Referring expression data:
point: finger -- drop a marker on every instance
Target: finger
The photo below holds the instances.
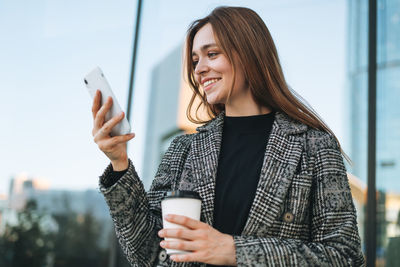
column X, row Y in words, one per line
column 179, row 244
column 113, row 141
column 180, row 233
column 109, row 125
column 101, row 114
column 96, row 103
column 190, row 257
column 185, row 221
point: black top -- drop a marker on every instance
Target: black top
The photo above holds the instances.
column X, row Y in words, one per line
column 244, row 141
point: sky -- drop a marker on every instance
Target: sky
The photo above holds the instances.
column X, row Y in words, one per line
column 47, row 47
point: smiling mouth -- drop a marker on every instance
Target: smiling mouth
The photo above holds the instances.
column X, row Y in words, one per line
column 207, row 85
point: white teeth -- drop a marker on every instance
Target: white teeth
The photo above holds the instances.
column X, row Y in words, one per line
column 210, row 82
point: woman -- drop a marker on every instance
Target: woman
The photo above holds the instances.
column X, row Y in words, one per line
column 270, row 173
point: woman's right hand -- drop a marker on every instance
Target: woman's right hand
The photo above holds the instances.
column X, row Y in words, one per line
column 114, row 147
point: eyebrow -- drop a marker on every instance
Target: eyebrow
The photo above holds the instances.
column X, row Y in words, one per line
column 205, row 47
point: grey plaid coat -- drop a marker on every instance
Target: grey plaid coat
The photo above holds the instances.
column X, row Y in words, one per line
column 302, row 214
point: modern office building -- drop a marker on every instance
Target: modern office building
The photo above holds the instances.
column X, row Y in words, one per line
column 387, row 117
column 162, row 112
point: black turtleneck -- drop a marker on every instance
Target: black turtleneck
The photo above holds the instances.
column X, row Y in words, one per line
column 244, row 140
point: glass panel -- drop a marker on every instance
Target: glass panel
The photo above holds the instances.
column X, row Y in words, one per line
column 51, row 212
column 388, row 135
column 358, row 105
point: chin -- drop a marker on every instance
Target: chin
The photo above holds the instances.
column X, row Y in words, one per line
column 213, row 100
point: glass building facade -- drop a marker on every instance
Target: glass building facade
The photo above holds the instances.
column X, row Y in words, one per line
column 45, row 54
column 387, row 117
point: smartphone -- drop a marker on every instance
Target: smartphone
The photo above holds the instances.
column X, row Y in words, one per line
column 95, row 80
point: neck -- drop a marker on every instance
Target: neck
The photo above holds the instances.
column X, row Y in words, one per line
column 246, row 108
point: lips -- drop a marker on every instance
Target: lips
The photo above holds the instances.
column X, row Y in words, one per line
column 208, row 83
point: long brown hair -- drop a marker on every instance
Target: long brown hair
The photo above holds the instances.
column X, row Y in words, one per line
column 241, row 32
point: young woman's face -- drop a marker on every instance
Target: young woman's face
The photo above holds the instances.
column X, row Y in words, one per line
column 213, row 71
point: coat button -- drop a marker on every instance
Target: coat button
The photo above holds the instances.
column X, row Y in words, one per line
column 288, row 217
column 162, row 256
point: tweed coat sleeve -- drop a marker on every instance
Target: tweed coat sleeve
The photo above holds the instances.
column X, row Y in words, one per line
column 137, row 214
column 333, row 239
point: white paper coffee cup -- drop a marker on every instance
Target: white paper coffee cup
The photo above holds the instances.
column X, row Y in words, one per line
column 186, row 203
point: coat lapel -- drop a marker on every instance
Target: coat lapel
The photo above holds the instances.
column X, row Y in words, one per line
column 281, row 158
column 204, row 155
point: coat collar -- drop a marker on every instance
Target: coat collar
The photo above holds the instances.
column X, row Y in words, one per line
column 282, row 121
column 282, row 155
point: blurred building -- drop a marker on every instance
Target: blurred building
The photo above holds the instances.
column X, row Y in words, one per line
column 162, row 112
column 388, row 112
column 24, row 188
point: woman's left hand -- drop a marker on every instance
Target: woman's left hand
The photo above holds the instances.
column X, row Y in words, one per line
column 205, row 243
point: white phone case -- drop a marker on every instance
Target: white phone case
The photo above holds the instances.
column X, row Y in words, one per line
column 96, row 80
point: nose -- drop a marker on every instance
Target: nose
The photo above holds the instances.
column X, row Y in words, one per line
column 201, row 67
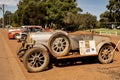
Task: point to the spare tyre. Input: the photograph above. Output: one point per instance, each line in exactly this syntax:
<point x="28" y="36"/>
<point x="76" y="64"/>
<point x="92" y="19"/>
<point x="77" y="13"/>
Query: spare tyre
<point x="36" y="60"/>
<point x="59" y="44"/>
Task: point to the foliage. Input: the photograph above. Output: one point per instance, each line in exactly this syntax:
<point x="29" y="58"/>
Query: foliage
<point x="55" y="14"/>
<point x="112" y="15"/>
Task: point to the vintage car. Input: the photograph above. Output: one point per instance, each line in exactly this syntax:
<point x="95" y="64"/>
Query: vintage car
<point x="44" y="46"/>
<point x="14" y="33"/>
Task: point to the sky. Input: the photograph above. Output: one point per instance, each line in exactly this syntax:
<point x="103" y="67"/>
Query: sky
<point x="94" y="7"/>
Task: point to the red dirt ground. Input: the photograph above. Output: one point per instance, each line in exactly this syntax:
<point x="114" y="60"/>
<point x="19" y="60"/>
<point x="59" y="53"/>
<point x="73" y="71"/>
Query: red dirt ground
<point x="82" y="70"/>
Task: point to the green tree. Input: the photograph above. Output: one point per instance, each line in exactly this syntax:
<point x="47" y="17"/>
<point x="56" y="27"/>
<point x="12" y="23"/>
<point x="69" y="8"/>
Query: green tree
<point x="112" y="15"/>
<point x="57" y="10"/>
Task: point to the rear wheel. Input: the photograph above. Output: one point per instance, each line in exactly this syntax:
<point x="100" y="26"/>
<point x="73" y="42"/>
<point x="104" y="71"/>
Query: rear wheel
<point x="106" y="54"/>
<point x="59" y="44"/>
<point x="16" y="35"/>
<point x="36" y="59"/>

| GOAL OF THE EXERCISE |
Skip the pictures and transcribe the rest of the records exactly.

| RESPONSE AREA |
point: finger -- drop a marker on every instance
Target: finger
The photo below holds the instances.
column X, row Y in words, one per line
column 179, row 244
column 113, row 141
column 180, row 233
column 109, row 125
column 101, row 114
column 96, row 103
column 190, row 257
column 185, row 221
point: black top -- drop a marker on every instance
Target: black top
The photo above holds the instances.
column X, row Y in words, one per line
column 244, row 141
point: sky -- drop a marker on every instance
Target: sky
The photo above holds the instances.
column X, row Y in words, one per line
column 47, row 47
point: smiling mouth -- drop a marker on every instance
Target: smiling mouth
The photo above holds the instances.
column X, row Y in words, one per line
column 207, row 85
point: white teeth -- drop a marker on every instance
Target: white teeth
The photo above holds the instances.
column X, row Y in words, one per line
column 210, row 82
point: woman -- drop a marker on every instance
Target: woman
The photo above holds the instances.
column X, row Y in words, one per line
column 270, row 173
point: woman's right hand -- drop a marker on every instance
Target: woman's right hand
The photo above holds the instances.
column X, row Y in words, one per line
column 114, row 147
point: eyebrow -- drop a marker on every instance
Target: eyebrow
The photo above holds the instances.
column X, row Y in words, one per line
column 205, row 47
point: grey plaid coat -- drop a marker on every instance
Target: grey plaid coat
The photo above holds the instances.
column X, row Y in words, one per line
column 302, row 214
point: modern office building -- drop a marker on every instance
Target: modern office building
The photo above holds the instances.
column X, row Y in words, one per line
column 387, row 117
column 162, row 112
point: black turtleneck -- drop a marker on every instance
Target: black turtleneck
The photo above holds the instances.
column X, row Y in words, one per line
column 244, row 140
point: glass panel -- drop a marker on every instance
Target: glass panel
The photo above holds the instances.
column X, row Y in words, one per line
column 51, row 212
column 388, row 135
column 358, row 105
point: chin -- drop a marker on every instance
Target: chin
The photo above holds the instances.
column X, row Y in words, one per line
column 213, row 100
point: glass building facade -- drop a marker on every instance
Target: glass building facade
The photo above holds the instances.
column X, row Y in words, one per line
column 45, row 54
column 387, row 117
point: smartphone -- drop a marker on every instance
Target: smartphone
The photo above holds the instances.
column X, row Y in words, one per line
column 95, row 80
point: neck -- drop a marker on every instance
Target: neck
The photo above holds the instances.
column X, row Y in words, one per line
column 246, row 108
point: lips -- drop a marker on every instance
Target: lips
The photo above holds the instances.
column X, row Y in words, one per line
column 208, row 83
point: long brown hair -- drop a marker on every instance
Target: long brown hair
The photo above holds the instances.
column X, row Y in words, one per line
column 241, row 32
point: young woman's face -- drop a marker on every instance
Target: young woman's face
The photo above holds the instances.
column X, row Y in words, one per line
column 213, row 71
point: coat button -- drop a marker on every instance
Target: coat button
The photo above holds the instances.
column X, row Y in words, one per line
column 288, row 217
column 162, row 256
point: tweed coat sleeve -- drop a marker on every instance
Target: tweed coat sleeve
The photo above holds the instances.
column X, row Y in words, one per line
column 137, row 214
column 333, row 239
point: white paper coffee cup -- drop a marker on every instance
Target: white paper coffee cup
The photo above holds the instances.
column X, row Y in words, one per line
column 186, row 203
point: coat lapel -- drop a marker on every instance
Target: coat lapel
The photo above holds the instances.
column X, row Y in words, one per line
column 281, row 158
column 204, row 155
point: coat collar -- drop a marker on every instance
Target: coat collar
The photo above holds the instances.
column X, row Y in words, one per line
column 282, row 121
column 282, row 155
point: blurred building -- drop a marker on every instance
Target: blurred building
The photo above holds the instances.
column X, row Y in words, one per line
column 162, row 112
column 388, row 112
column 24, row 188
point: woman's left hand -- drop a marker on every instance
Target: woman's left hand
The photo above holds the instances.
column X, row Y in words, one per line
column 205, row 243
point: white phone case -- drop a marker on every instance
Target: white phone case
The photo above holds the instances.
column X, row Y in words, one per line
column 96, row 80
point: nose -- drop a marker on every instance
Target: nose
The photo above holds the instances.
column X, row Y in words, one per line
column 201, row 67
Task: point to the spare tyre. Input: the photograph above. Output: one point per instance, each line in exactly this syntax:
<point x="28" y="36"/>
<point x="76" y="64"/>
<point x="92" y="19"/>
<point x="77" y="13"/>
Query: spare tyre
<point x="36" y="60"/>
<point x="59" y="44"/>
Task: point to the foliage. Input: the photograph above. Output: one point per instance, each line in exactly this syntax:
<point x="29" y="58"/>
Query: foliage
<point x="55" y="14"/>
<point x="112" y="15"/>
Task: point to the vintage car. Input: the photograph above. Output: one point per instance, each line in exactly this syntax:
<point x="95" y="64"/>
Query: vintage car
<point x="44" y="46"/>
<point x="14" y="33"/>
Task: point to the sky. Input: the photograph above. Output: one point per instance, each line in exactly this syntax:
<point x="103" y="67"/>
Query: sky
<point x="94" y="7"/>
Task: point to the red dirt ground. Input: the photograph above. Output: one point per instance, each line in exactly this syntax:
<point x="114" y="60"/>
<point x="19" y="60"/>
<point x="59" y="53"/>
<point x="73" y="71"/>
Query: red dirt ground
<point x="82" y="70"/>
Task: point to the green tree. Input: the photograph above. Output: one point per instance, each line in exactly this syntax:
<point x="47" y="17"/>
<point x="56" y="27"/>
<point x="12" y="23"/>
<point x="69" y="8"/>
Query: green tree
<point x="112" y="15"/>
<point x="57" y="10"/>
Task: point to the rear wheel. Input: the photograph above. Output: one point per instance, each line in exactly this syntax:
<point x="100" y="26"/>
<point x="73" y="42"/>
<point x="104" y="71"/>
Query: rear wheel
<point x="106" y="54"/>
<point x="59" y="44"/>
<point x="16" y="35"/>
<point x="36" y="59"/>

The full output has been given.